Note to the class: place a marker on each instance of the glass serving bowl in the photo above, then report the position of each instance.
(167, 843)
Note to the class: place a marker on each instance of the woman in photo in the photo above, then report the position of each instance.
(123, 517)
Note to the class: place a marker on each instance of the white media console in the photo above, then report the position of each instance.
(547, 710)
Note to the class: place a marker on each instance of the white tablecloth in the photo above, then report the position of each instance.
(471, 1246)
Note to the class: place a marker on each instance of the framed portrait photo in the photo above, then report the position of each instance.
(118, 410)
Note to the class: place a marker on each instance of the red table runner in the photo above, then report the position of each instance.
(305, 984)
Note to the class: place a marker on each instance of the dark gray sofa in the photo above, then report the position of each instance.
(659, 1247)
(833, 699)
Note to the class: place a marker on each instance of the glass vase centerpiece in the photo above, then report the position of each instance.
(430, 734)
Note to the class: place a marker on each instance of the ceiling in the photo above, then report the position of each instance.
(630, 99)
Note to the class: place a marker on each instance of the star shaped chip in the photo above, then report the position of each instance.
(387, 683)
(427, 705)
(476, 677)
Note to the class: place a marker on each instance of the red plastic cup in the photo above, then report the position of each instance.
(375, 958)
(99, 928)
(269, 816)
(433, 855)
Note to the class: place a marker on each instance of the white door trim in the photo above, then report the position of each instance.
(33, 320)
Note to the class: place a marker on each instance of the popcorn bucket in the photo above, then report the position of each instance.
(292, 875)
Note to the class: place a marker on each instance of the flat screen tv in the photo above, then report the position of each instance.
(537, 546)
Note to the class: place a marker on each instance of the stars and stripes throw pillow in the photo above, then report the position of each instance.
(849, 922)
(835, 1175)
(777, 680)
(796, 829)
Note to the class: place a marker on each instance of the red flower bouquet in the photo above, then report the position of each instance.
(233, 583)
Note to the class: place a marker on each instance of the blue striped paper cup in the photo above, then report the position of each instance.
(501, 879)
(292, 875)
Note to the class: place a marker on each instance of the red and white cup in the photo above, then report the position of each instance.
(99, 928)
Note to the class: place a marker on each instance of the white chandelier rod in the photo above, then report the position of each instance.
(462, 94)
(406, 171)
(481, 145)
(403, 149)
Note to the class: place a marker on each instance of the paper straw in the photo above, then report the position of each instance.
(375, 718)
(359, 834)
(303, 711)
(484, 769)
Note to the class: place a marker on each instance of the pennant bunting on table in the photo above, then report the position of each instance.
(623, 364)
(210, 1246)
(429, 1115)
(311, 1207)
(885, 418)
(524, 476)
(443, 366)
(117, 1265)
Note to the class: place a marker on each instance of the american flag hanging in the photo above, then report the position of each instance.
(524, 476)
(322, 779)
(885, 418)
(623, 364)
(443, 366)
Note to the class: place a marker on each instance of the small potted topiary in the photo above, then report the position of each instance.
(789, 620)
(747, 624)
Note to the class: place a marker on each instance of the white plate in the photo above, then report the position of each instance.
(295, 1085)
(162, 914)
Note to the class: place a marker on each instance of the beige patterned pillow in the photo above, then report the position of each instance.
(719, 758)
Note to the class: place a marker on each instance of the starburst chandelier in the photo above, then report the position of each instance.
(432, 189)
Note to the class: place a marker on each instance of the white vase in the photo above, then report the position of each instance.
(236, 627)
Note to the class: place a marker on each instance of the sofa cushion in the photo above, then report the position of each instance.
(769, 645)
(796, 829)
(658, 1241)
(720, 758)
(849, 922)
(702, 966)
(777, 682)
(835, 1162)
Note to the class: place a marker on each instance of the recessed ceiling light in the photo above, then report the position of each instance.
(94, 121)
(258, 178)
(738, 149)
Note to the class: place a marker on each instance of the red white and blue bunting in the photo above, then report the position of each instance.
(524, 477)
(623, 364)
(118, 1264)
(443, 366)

------------------------

**WHAT YOU ARE ASKED TO DO**
Copy out all of the rows above word for word, without changing any of them.

**EXPECTED OUTPUT**
Note to the class: place a marker on each instance of the glass serving bowl in the photo above, then report the position of each instance.
(167, 843)
Note to the class: place a marker on each instance of the woman in photo in the photo above, then report the position of each instance.
(123, 517)
Note to the class: place a marker on each instance of the white media console in the photo above, then report the position of each instance.
(547, 710)
Note to the class: place a marker on each instance of the white tablecloth in the photo above, then report the position of each instance.
(471, 1246)
Note to the class: place a marker on each instance of the framed portrait photo in the photo above, then report the position of each instance.
(118, 410)
Note to the class: place a marker on each instance of the red table runner in the photo above, then report the position of each instance.
(305, 984)
Note to the class: place a marker on each instance of the dark gray sofa in the photo above, then report the position of each instance.
(659, 1247)
(833, 699)
Note to the class: place a marker on each instance of the glass vase centerpiece in the photo above, then report the position of each instance.
(430, 734)
Note to the class: place a marker on each instance of the ceiling in the photo above, then report the position of each instance.
(630, 99)
Note to the class: place a marker on each instance of the star shaped chip in the photo above, then report the position of each instance.
(387, 683)
(427, 705)
(476, 677)
Note to the class: place a marker on each instance of the red plastic cup in the photo above, then report the position of each instance.
(375, 958)
(99, 928)
(269, 816)
(433, 855)
Note to the class: place a marker on each instance of the white door trim in the photo above, then report the position of each instance.
(33, 320)
Note to the class: place a marker on each instance of the popcorn bucket in the photo above, then report the position of each instance.
(292, 875)
Note to the class: place a marker on each instance of the flat screen tv in the photo above, then report the position of each instance.
(537, 546)
Note to the class: place a marker on each instance of the stars and stripes throw pillow in the photo above, then report the position of each instance.
(849, 922)
(835, 1175)
(777, 680)
(796, 829)
Note to the class: place a marker on each instance of the red flower bouquet in the photo above, then report the position of each instance.
(233, 583)
Note to the class: place a marker on each instance of the blue striped paper cup in the photo above, then report the position of each instance.
(501, 879)
(292, 875)
Note to the class: place a marker on each instance of the red and white cup in the photo above, then report the position of each instance.
(99, 928)
Note to the class: place a marker on each instance of the white chandelier rod in the photo above, then report the position of each instance.
(462, 94)
(406, 171)
(481, 145)
(403, 149)
Note to the class: place a marker on each instance of the paper straw in the photo above, then report the position of each instance.
(375, 718)
(359, 834)
(303, 711)
(484, 769)
Note to the class: place a marker on each instance of the pennant bunting on table in the photo above, then report the position of each instance.
(623, 364)
(210, 1246)
(429, 1115)
(311, 1207)
(885, 418)
(524, 476)
(443, 366)
(117, 1265)
Note to the class: place a marker on each instance of the american flag hanging in the photo above, then report the position of each instance.
(524, 476)
(322, 779)
(885, 418)
(623, 364)
(443, 366)
Note to the class: place a marker on each instance of the small potted topiary in the photo above, then report the position of each instance.
(789, 620)
(747, 624)
Note to the class: place a marker on each instance of the white plate in the photo above, then report the position of each instance.
(295, 1085)
(162, 914)
Note to the class: place a marker on each instance of the beige patterned pillow in the photo above, then report the position of each instance.
(719, 758)
Note to the class: place a marker on each instance of the starburst chandelier in the photo above, then report the position of each instance.
(432, 189)
Note to the class: place a marker on each instance of the white vase in the photo above, then report the position of each instance.
(236, 627)
Note to the class: place a marker on each instance of the sofa cushion in the photo above, then report the position of each instance.
(769, 645)
(796, 829)
(658, 1241)
(720, 758)
(849, 922)
(702, 966)
(777, 682)
(835, 1162)
Note to the class: place a marker on each instance of the recessed ceiling light in the photo above, then report the position of each instance.
(94, 121)
(258, 178)
(738, 149)
Note to the class: place a marker on each instance of the red white and blue bunting in the photo above, then report the position of each instance.
(524, 477)
(623, 364)
(118, 1264)
(443, 366)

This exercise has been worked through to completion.